### Goal
Write out the listing from the line with "Trace the outline of every instance of the tree" to the line with "64), (52, 64)]]", replacing "tree bark" with "trunk bark" and leaving everything else unchanged.
--- BEGIN Dataset ---
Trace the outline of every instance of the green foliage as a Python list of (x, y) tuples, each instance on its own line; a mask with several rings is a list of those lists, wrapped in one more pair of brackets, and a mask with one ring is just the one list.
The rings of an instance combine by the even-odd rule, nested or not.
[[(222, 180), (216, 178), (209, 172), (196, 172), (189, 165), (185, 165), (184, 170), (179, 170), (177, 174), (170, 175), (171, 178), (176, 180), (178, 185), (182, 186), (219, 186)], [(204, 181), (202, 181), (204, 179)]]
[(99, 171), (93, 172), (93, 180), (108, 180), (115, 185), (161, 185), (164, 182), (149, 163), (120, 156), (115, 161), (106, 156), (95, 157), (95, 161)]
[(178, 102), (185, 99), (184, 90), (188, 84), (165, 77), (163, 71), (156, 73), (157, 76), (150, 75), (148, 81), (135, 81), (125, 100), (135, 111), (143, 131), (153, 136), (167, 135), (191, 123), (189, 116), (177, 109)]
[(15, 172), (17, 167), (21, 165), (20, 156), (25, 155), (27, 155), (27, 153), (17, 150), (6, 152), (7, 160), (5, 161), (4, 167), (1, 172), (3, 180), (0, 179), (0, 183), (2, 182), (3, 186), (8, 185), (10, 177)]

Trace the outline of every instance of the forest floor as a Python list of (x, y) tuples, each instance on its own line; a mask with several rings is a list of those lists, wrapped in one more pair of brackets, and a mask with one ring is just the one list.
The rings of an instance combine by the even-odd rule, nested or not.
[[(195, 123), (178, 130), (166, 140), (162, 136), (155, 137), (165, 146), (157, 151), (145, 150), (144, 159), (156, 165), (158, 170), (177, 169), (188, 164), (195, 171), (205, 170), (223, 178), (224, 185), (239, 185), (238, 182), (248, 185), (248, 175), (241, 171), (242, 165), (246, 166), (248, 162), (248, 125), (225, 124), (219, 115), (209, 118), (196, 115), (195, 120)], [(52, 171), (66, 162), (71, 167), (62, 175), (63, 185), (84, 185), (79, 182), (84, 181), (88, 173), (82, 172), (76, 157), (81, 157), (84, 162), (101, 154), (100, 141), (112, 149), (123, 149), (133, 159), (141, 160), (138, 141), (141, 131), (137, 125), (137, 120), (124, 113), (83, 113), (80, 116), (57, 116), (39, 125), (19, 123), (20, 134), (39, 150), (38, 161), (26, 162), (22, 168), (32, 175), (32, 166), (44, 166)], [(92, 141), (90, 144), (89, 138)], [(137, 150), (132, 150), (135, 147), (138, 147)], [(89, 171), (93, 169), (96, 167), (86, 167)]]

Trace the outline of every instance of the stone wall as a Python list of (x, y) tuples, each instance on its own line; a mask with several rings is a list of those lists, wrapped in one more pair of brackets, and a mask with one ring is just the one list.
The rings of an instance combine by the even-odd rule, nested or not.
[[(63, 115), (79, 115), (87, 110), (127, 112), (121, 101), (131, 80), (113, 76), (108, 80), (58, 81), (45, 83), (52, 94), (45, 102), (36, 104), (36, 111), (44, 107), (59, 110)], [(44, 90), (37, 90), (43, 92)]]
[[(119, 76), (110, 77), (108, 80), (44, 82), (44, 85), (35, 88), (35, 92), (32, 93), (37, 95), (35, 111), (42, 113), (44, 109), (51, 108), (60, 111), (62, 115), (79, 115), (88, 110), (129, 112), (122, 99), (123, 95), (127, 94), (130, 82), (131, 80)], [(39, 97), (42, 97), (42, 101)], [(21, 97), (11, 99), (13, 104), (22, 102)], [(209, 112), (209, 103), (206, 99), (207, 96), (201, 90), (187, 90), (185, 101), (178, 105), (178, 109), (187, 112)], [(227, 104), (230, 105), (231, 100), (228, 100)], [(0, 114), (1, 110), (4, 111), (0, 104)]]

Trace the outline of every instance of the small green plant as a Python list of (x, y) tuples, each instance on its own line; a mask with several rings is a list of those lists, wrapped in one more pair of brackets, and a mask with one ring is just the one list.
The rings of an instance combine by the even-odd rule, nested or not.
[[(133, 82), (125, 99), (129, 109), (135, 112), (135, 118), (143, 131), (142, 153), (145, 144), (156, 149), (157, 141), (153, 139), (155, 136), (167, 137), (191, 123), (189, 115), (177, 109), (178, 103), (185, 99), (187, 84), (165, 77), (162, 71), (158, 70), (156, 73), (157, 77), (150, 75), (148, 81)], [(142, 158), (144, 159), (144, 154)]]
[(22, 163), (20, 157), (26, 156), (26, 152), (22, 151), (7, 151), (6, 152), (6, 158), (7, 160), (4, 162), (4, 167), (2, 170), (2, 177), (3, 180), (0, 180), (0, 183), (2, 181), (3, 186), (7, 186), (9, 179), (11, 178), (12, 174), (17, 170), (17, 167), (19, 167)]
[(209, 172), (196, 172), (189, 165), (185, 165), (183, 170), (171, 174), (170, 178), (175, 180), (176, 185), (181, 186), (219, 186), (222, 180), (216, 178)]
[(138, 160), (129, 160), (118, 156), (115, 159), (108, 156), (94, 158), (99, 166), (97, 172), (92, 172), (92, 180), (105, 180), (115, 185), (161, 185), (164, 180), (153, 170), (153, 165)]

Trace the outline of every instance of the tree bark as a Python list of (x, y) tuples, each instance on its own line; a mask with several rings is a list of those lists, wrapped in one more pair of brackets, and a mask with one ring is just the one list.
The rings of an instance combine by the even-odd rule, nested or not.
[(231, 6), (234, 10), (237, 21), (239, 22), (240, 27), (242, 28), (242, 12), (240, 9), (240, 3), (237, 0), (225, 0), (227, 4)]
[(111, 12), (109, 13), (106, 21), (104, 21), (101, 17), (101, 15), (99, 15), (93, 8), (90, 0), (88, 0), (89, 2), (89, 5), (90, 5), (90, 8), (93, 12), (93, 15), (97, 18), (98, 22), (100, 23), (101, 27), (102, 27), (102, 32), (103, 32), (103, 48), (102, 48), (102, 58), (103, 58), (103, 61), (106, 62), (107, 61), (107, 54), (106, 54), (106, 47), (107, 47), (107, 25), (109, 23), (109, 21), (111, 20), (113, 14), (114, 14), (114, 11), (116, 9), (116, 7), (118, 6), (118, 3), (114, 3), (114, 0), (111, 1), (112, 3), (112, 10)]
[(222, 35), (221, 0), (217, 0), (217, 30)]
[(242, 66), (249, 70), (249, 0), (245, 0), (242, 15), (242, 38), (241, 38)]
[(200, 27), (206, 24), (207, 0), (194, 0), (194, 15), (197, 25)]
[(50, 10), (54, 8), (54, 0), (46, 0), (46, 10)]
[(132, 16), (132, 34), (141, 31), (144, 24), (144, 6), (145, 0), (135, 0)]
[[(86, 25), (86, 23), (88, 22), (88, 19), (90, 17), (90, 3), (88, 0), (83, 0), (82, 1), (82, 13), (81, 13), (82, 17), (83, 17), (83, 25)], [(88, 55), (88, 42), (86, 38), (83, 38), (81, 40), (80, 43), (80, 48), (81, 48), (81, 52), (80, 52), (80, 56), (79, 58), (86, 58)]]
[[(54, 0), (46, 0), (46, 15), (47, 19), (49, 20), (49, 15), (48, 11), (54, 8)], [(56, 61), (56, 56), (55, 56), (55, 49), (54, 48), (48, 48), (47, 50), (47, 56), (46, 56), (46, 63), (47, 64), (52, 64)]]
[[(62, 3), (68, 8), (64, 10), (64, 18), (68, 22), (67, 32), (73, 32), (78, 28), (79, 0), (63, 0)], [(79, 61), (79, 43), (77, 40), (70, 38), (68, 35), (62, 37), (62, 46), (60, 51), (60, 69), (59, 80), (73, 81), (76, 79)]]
--- END Dataset ---
--- BEGIN Dataset ---
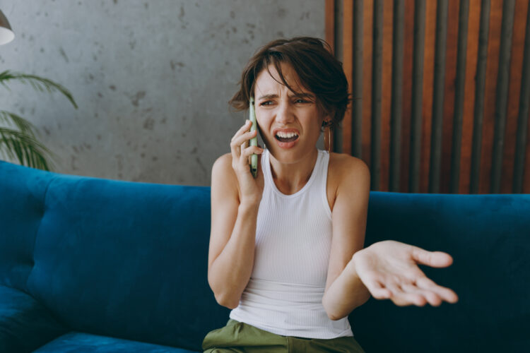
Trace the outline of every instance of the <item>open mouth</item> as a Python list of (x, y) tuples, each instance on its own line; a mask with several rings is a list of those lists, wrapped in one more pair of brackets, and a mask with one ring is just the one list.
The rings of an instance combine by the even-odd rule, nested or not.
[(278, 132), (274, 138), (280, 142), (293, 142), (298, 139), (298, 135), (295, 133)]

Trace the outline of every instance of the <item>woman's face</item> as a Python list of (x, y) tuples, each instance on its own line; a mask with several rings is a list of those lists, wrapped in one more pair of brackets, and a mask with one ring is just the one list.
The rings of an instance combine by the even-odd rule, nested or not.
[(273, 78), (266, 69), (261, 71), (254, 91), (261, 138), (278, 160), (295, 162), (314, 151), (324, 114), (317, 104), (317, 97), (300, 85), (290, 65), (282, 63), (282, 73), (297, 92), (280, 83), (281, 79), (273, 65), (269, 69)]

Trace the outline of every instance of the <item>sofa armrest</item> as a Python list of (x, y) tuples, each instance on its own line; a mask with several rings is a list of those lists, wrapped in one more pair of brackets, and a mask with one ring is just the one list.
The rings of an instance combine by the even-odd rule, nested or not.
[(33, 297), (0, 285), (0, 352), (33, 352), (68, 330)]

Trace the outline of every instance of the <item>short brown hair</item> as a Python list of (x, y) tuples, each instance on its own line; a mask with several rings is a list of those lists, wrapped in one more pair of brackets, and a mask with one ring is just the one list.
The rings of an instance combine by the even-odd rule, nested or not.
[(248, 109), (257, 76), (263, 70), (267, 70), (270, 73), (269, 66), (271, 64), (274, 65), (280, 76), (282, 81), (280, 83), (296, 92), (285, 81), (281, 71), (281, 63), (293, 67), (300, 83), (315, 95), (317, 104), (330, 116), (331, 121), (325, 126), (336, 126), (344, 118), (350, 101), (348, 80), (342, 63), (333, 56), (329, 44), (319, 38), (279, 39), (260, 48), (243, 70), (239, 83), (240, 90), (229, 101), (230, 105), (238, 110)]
--- END Dataset ---
--- BEGIN Dataset ---
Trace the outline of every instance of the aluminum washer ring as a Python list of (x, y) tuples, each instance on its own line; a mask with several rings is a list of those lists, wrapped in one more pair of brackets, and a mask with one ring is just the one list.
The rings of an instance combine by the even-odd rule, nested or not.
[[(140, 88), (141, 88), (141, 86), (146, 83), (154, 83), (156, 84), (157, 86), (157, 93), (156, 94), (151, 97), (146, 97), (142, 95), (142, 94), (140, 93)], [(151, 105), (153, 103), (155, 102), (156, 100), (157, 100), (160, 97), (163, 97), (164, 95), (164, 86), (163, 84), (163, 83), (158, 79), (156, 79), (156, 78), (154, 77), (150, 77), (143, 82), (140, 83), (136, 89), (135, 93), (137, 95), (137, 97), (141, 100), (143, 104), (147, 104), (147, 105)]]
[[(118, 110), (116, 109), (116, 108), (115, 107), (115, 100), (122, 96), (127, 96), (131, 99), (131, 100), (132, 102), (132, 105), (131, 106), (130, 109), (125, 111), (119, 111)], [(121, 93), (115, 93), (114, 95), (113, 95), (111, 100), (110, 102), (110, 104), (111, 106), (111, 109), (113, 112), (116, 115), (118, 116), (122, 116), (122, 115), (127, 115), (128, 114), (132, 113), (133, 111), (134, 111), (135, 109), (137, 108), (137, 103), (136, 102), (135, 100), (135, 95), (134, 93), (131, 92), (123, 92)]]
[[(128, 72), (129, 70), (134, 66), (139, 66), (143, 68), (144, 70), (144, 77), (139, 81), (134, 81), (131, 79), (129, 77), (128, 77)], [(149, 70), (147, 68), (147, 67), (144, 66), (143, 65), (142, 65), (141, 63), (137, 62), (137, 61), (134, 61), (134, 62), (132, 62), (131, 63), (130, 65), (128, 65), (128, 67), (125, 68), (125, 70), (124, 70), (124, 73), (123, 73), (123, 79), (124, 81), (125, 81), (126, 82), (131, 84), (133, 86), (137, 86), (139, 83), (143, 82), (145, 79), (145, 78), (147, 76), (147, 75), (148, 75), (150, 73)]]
--- END Dataset ---
### Answer to the exercise
Trace the outline of every instance of the trunk bark as a Python list of (x, y) tuples, each instance on its own line; a mask with several rings is a list of those lists, wrapped in one more pair of brackets, and a mask with one ring is just the one list.
The rings of an instance combine by the even-odd rule, nested or not.
[(231, 6), (234, 10), (237, 21), (239, 22), (240, 27), (242, 28), (242, 12), (240, 9), (240, 3), (237, 0), (225, 0), (227, 4)]
[(111, 12), (109, 13), (106, 21), (104, 21), (101, 17), (101, 15), (99, 15), (93, 8), (90, 0), (88, 0), (89, 2), (89, 5), (90, 5), (90, 8), (93, 12), (93, 15), (97, 18), (98, 22), (100, 23), (101, 27), (102, 27), (102, 32), (103, 32), (103, 48), (102, 48), (102, 58), (103, 58), (103, 61), (106, 62), (107, 61), (107, 54), (106, 54), (106, 47), (107, 47), (107, 25), (109, 23), (109, 21), (111, 20), (113, 14), (114, 14), (114, 11), (116, 9), (116, 7), (118, 6), (118, 3), (114, 3), (114, 0), (111, 1), (112, 3), (112, 10)]
[(222, 35), (221, 0), (217, 0), (217, 30)]
[(242, 66), (249, 70), (249, 0), (245, 0), (242, 15), (242, 38), (241, 38)]
[(200, 27), (206, 24), (207, 0), (194, 0), (194, 15), (197, 25)]
[(50, 10), (54, 8), (54, 0), (46, 0), (46, 10)]
[(132, 16), (132, 34), (141, 31), (144, 24), (144, 6), (145, 0), (135, 0)]
[[(86, 25), (86, 23), (88, 22), (88, 19), (90, 17), (90, 3), (88, 0), (83, 0), (82, 1), (82, 13), (81, 13), (82, 17), (83, 17), (83, 25)], [(88, 55), (88, 42), (86, 38), (83, 38), (81, 40), (80, 43), (80, 48), (81, 48), (81, 52), (80, 52), (80, 56), (79, 58), (86, 58)]]
[[(54, 0), (46, 0), (46, 15), (47, 19), (49, 20), (49, 15), (48, 11), (54, 8)], [(56, 61), (56, 56), (55, 56), (55, 49), (54, 48), (48, 48), (47, 50), (47, 56), (46, 56), (46, 63), (47, 64), (52, 64)]]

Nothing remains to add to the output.